## PAGE TEXT
/---
Addressing the annual general meeting of the Risk Managers Association of Nigeria (RIMAN), he lamented that despite the efforts of the CBN, the implementation of RBS in Nigeria is been threatened by a number of challenges and the need to address them cannot be over-emphasized. These challenges, he said include dearth of risk management skills and competence, data integrity and transparency issues, and reliance on the work of others.

He said, “There is currently an acute dearth of knowledge and skill in risk management in Nigeria, and this presents a major challenge as banking operation and supervision becomes more risk focused. It is expected that through fora such as this and other capacity building initiatives by RIMAN, CIBN and other key stakeholders, the identified skill and knowledge gaps among industry practitioners and regulators would be significantly bridged, going forward. We are aware, for instance, that the CIBN is in the process of introducing a certificate course in risk management. As risk experts, we are confident that RIMAN too would contribute in advancing the frontiers of risk management education in Nigeria.”

“Stress testing is the process of defining potential extreme adverse future economic scenarios, measuring the sensitivity of the bank’s credit, market, investment and operational risk portfolios to changes in economic variables resulting from such extreme scenarios and quantifying the overall negative impact on planned profitability, capital levels, liquidity position, etc.

An effective stress testing framework involves the implementation of risk reduction strategies, policy changes, etc. should the results of the stress test exceed the risk appetite approved by the board.

During the current global financial crisis, many international banks ran into trouble because they did not perform effective stress testing of their loan and investment portfolios. Had Nigerian banks, and indeed many international banks, been applying stress testing as an integrated feature of their risk management frameworks in the past, value destroying practices such as excessive margin lending would have been averted and the industry would have been in a better position to fund much needed economic growth”

“Experience has shown that poor data integrity and lack of transparency have been the bane of the Nigerian banking system. Some banks engage in sharp and unorthodox practices to achieve compliance with some regulatory requirements.
\---
## TASK
Continue the remarks on risk-based supervision in Nigeria's banks after the last sentence shown.

## INFORMATION
/---
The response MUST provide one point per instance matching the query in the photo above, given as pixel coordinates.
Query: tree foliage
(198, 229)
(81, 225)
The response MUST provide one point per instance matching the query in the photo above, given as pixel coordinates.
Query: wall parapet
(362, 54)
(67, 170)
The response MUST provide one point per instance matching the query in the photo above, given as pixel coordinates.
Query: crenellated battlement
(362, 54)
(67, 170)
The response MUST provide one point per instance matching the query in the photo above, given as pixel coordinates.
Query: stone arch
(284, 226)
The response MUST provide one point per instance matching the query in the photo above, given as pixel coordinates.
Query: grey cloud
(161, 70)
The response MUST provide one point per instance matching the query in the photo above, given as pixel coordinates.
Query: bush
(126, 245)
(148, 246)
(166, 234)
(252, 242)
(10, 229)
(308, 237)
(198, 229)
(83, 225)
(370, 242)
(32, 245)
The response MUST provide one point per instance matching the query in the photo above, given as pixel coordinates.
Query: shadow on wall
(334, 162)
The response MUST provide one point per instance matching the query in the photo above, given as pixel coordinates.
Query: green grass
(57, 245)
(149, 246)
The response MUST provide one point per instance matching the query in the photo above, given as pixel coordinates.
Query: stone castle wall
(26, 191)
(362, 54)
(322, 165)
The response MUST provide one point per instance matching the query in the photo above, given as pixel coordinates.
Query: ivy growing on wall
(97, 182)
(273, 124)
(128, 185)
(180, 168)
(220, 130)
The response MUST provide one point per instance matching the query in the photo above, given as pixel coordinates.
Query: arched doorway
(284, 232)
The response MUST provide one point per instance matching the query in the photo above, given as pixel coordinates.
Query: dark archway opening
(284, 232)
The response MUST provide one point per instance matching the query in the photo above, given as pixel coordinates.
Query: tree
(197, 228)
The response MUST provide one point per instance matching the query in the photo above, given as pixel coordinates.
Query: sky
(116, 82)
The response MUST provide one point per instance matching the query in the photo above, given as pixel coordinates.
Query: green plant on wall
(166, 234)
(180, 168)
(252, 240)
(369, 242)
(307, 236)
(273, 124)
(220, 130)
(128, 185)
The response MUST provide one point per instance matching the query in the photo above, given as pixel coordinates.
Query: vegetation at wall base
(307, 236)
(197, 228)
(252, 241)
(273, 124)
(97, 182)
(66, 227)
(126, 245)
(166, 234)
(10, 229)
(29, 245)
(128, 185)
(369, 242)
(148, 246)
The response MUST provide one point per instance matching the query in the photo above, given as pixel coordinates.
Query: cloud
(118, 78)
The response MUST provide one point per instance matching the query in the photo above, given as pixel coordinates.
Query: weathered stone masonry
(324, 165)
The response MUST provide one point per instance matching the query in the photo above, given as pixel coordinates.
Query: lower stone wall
\---
## EXERCISE OUTPUT
In some instances, banks’ returns provide inaccurate/misleading financial report thereby preventing timely detection of emerging problems by the regulatory authorities. Despite repeated penalties and other regulatory sanctions imposed on the errant banks, the problem has continued unabated. The quality of disclosure has been seriously undermined by the lack of transparency to the extent that off-site analysis could not provide reliable diagnosis of emerging problem thus necessitating more frequent on-site visits or examination.

The efficacy of Risk Based Supervision relies heavily on the integrity of data upon which informed and accurate analysis for assessment of risk may be conducted.  Where information and data is false or unreliable, assessment from analysis conducted on such data would also be unreliable and faulty.  The deployment of the Electronic Financial Analysis and Surveillance System (eFASS) and the zero tolerance policy of the CBN with respect to false rendition of returns and misreporting by banks are part of measures already taken by the to deal with these issues of supervisory concern.”

“Reliance on the work of others is a key attribute of risk based supervision. The RBS framework contemplates the use, where appropriate, of an institution’s internal risk management control functions. It also contemplates reliance on an institution’s external auditors for fairness of financial statements and their work will be used to modify the scope of reviews to minimize duplication of effort.

While it is logical to avoid duplication of effort by relying on the work of others, this however, presents a challenge, in view of the potential moral hazard of placing such reliance. Consequently, circumspection and sound judgment should be the guiding principles in this regard.”